Segmentation data:
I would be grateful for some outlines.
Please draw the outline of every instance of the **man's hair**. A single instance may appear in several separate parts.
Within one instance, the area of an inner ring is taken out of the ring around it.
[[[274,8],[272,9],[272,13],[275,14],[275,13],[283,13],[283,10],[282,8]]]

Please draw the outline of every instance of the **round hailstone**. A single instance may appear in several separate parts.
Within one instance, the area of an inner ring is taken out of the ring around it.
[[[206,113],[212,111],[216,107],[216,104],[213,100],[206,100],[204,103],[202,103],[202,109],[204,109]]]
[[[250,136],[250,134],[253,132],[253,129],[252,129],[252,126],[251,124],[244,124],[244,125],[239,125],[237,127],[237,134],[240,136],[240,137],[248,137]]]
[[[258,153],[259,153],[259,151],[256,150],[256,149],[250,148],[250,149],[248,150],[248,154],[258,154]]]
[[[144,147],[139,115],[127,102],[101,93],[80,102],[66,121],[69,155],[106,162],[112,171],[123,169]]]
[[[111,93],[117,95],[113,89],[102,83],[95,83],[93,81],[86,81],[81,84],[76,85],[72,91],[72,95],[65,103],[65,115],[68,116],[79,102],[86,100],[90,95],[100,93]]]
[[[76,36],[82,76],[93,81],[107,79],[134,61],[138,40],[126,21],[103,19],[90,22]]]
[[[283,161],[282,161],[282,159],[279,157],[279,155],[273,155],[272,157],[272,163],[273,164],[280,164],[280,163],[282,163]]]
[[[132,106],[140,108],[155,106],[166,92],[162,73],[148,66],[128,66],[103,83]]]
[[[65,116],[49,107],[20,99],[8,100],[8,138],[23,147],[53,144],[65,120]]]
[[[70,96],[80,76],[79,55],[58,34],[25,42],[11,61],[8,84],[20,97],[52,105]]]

Goal of the exercise: Give all of these records again, swapping each "instance" for "object". Leave everything else unchanged.

Exercise solution:
I would be grateful for some outlines.
Please draw the outline of every object of the **man's hair**. A single object may appear in several separate parts.
Within one object, the area of an inner ring is taken out of the ring around it.
[[[274,8],[272,9],[272,13],[275,14],[275,13],[283,13],[283,10],[282,8]]]

Please draw the outline of every object of the **round hailstone**. A single object may appear in several separate parts.
Within one object, the area of an inner ring is taken out of the ring around it.
[[[206,113],[212,111],[216,107],[216,104],[213,100],[206,100],[204,103],[202,103],[202,109],[204,109]]]
[[[250,136],[250,134],[253,132],[253,129],[252,129],[252,126],[251,124],[244,124],[244,125],[239,125],[237,127],[237,134],[240,136],[240,137],[248,137]]]
[[[258,153],[259,153],[259,151],[256,150],[256,149],[250,148],[250,149],[248,150],[248,154],[258,154]]]
[[[144,147],[139,115],[127,102],[101,93],[80,102],[66,121],[69,155],[106,162],[112,171],[123,169]]]
[[[111,93],[117,95],[113,89],[102,83],[95,83],[93,81],[86,81],[81,84],[76,85],[72,91],[72,95],[65,103],[65,115],[68,116],[79,102],[86,100],[90,95],[100,93]]]
[[[76,36],[82,76],[93,81],[107,79],[134,61],[138,40],[126,21],[103,19],[90,22]]]
[[[283,161],[282,161],[282,159],[279,157],[279,155],[273,155],[272,157],[272,163],[273,164],[280,164],[280,163],[282,163]]]
[[[132,106],[140,108],[155,106],[166,92],[162,73],[148,66],[128,66],[103,83]]]
[[[65,116],[49,107],[20,99],[8,100],[8,138],[23,147],[53,144],[65,120]]]
[[[70,96],[80,76],[79,55],[58,34],[25,42],[11,61],[8,84],[20,97],[52,105]]]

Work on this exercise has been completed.